--- START ---
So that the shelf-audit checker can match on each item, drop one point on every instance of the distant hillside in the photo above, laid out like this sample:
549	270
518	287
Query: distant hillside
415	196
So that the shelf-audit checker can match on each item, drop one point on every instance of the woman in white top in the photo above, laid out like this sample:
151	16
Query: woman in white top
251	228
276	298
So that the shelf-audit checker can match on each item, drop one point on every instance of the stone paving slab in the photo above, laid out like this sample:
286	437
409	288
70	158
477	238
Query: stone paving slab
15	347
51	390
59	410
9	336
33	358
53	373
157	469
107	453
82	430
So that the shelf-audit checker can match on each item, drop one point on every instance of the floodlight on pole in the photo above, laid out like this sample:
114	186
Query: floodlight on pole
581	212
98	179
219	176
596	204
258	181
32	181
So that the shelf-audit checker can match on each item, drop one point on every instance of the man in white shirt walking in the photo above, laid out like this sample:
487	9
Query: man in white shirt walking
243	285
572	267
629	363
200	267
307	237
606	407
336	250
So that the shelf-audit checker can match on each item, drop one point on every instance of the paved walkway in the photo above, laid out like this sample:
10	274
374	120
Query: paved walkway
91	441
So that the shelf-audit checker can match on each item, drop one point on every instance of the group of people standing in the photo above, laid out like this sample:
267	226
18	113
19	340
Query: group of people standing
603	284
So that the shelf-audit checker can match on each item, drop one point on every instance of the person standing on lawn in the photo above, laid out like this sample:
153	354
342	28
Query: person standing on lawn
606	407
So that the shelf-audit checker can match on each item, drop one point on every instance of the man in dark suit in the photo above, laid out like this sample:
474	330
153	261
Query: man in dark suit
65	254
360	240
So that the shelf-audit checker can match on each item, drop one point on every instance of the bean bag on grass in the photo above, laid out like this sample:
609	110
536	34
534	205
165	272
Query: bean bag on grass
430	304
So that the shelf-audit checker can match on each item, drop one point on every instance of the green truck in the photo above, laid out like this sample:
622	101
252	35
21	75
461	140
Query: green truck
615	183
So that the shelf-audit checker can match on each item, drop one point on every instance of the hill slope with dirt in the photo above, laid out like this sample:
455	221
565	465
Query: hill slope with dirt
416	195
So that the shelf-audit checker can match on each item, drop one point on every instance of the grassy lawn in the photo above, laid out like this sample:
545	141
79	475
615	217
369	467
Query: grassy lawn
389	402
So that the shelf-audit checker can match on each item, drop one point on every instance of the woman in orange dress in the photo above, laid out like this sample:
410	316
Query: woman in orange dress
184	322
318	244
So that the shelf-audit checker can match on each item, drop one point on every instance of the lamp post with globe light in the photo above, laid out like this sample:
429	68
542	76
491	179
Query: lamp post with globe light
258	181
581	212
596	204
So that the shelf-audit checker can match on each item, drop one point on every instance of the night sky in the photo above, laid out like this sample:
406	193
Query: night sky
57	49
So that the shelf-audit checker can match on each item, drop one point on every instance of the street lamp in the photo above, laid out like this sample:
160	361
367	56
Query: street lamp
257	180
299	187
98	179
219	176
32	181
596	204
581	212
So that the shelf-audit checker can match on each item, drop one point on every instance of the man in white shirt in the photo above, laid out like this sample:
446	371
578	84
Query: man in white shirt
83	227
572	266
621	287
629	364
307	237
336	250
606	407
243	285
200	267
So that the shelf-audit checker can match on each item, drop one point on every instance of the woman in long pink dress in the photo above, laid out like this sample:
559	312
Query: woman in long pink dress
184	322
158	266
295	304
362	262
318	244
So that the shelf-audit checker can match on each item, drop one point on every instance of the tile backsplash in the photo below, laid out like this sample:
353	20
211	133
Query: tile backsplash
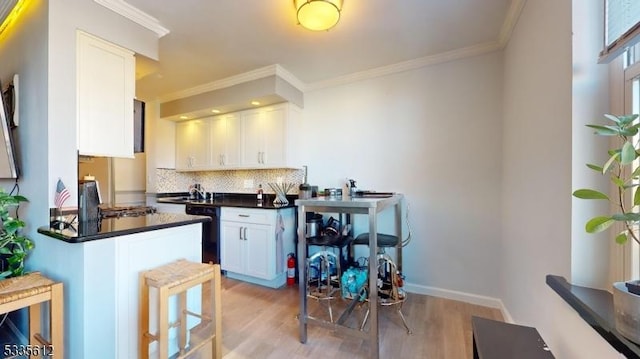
233	181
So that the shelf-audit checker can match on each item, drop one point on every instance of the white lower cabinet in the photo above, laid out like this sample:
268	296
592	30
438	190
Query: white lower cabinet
254	244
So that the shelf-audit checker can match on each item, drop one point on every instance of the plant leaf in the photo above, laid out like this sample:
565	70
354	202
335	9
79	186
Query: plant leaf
617	181
612	159
598	224
596	167
604	130
627	119
586	193
627	217
628	153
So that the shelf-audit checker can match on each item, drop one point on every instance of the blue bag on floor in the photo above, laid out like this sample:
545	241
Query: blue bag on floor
353	281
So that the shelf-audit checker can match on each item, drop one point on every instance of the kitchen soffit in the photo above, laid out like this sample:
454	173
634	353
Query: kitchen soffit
267	91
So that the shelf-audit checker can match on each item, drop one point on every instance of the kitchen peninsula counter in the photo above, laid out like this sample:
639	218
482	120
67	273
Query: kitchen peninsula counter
100	267
115	227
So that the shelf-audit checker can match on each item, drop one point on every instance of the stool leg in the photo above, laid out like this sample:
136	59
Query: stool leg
143	350
56	320
34	325
182	303
216	291
163	323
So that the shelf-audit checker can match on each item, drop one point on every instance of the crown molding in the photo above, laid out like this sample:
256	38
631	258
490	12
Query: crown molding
510	21
134	14
408	65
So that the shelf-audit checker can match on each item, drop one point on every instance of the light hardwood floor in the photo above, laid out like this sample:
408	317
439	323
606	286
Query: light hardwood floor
259	322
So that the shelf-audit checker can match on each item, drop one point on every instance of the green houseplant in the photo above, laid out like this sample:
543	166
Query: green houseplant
623	170
14	247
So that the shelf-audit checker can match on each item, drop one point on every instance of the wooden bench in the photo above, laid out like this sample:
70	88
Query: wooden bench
497	340
32	291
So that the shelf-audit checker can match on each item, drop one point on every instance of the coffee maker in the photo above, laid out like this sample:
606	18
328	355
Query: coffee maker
88	201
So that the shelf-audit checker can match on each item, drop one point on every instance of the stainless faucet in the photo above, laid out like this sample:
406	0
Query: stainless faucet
196	191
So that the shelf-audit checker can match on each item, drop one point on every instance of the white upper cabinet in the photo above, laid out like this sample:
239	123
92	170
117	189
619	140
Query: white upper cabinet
270	136
258	138
193	145
105	94
226	145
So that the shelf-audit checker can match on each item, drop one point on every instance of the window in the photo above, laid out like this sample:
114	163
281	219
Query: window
622	27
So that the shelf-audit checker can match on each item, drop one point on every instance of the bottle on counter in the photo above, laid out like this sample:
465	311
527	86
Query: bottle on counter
260	194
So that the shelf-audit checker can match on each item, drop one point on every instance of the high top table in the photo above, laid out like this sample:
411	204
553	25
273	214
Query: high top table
353	205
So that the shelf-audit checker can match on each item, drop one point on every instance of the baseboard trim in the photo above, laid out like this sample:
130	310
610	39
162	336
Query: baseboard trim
462	297
15	331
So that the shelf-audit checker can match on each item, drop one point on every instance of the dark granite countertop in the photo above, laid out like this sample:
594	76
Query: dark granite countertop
245	200
113	227
595	306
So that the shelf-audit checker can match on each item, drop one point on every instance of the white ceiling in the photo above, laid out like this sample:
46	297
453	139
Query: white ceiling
210	40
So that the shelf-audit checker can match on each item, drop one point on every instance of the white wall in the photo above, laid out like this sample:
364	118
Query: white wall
434	135
536	238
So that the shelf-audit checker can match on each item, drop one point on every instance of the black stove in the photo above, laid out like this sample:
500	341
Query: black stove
131	211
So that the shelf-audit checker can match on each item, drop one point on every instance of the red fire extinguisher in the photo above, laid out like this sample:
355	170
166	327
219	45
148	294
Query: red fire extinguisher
291	269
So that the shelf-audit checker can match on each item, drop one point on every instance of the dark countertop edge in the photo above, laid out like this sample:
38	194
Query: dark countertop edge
243	200
192	220
595	306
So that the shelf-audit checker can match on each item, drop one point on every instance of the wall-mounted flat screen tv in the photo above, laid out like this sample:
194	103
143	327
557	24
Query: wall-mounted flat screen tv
8	157
138	126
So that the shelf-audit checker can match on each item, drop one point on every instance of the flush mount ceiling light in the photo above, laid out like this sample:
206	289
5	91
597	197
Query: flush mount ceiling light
318	15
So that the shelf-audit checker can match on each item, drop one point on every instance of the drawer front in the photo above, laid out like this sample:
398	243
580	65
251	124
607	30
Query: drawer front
248	215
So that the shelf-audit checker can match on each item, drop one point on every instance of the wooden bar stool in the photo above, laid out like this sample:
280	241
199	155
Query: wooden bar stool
176	278
32	290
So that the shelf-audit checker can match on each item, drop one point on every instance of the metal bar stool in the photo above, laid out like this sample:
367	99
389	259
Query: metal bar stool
32	290
176	278
323	278
390	290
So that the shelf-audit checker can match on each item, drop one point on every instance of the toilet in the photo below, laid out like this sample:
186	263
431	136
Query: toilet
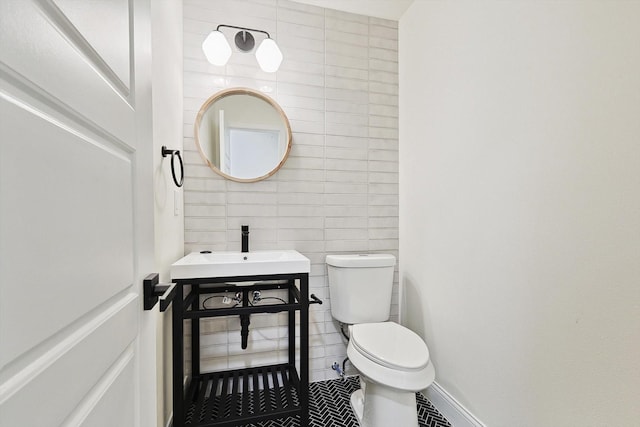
--- END ---
DO THIS -
Reproduce the records word for word, starting at the line that contains "the white wall" and running through the end of the records, including both ends. Leave the pictures out.

EXERCISE OUTPUT -
So that the shelf-audit checker can match on each item, drop one point on every instance of the white wall in the photo above, laid out like this sample:
364	118
Query: white wall
434	135
536	238
So that the shelf-audit checker can match on each item, drop one point on every instance of the black stove in the photo above, laid out like this sample:
500	341
Query: black stove
131	211
So that the shelf-audit checker can match on each item, drop one point on every instance of the red fire extinguisher in the photo above, laid out like this sample:
355	170
166	327
219	45
148	294
Query: red fire extinguisher
291	269
So that the shelf-audit checker can match on each item, drop one point on every instance of the dark countertop edge in the photo above, laid out like this sample:
38	194
Query: dark countertop edge
243	200
192	220
595	306
So that the shelf-audit checker can match on each item, drop one point on every instance of the wall-mounted flat screen tv in the photo above, laid out like this sample:
194	103
143	327
557	24
Query: wall-mounted flat screen tv
8	157
138	126
So that the shelf-audit checker can match on each item, drop one point on every instance of the flush mount ceiling light in the photo above, laid out like this sample:
206	289
5	91
597	197
Query: flush mount ceiling light
318	15
So that the shelf-audit checker can match on each item, drop one point on every instance of the drawer front in the photo above, laid out like this sample:
398	243
580	65
251	124
607	30
Query: drawer front
248	215
So that the shelf-audit checker can match on each item, drop one point on every instance of the wooden bar stool in the photo above, laid out like this sample:
280	241
199	155
Query: wooden bar stool
176	278
32	290
So that the shelf-audit checker can match on each item, drop one point on every instance of the metal bar stool in the photo above, laid out like this sample:
367	99
389	259
Query: metal bar stool
32	290
176	278
323	278
390	290
So that the shelf-audit checker can match on each item, drop one point on every instance of the toilet in the photo below, laid out like this sample:
186	263
431	136
Query: toilet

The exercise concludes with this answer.